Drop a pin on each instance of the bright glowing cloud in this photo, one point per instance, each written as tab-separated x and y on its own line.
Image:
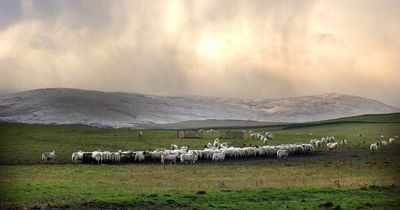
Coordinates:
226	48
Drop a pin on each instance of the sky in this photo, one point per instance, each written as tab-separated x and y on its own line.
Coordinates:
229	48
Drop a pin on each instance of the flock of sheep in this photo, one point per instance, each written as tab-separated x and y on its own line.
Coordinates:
* * *
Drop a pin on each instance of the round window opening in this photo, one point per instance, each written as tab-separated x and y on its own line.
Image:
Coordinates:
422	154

Instructions to follow: Report every line of the entries above that contains the word "each", with case counting.

Solution:
Drop a pin on each instance of the bright glowing cloud in this photo, one point per instance, each written as tab-separated x and y on its own line.
Drop a pin on each instance of the sky in this photo, one point per instance, each written as tab-separated x and y on its own line.
Drop a pin on each instance of the flock of sheep in this photo, one point per instance, each written as tab-separated x and y on its own line.
Drop a pin on each instance of the round window opening in this photo, one point per instance, each written as tab-separated x and y on its own line.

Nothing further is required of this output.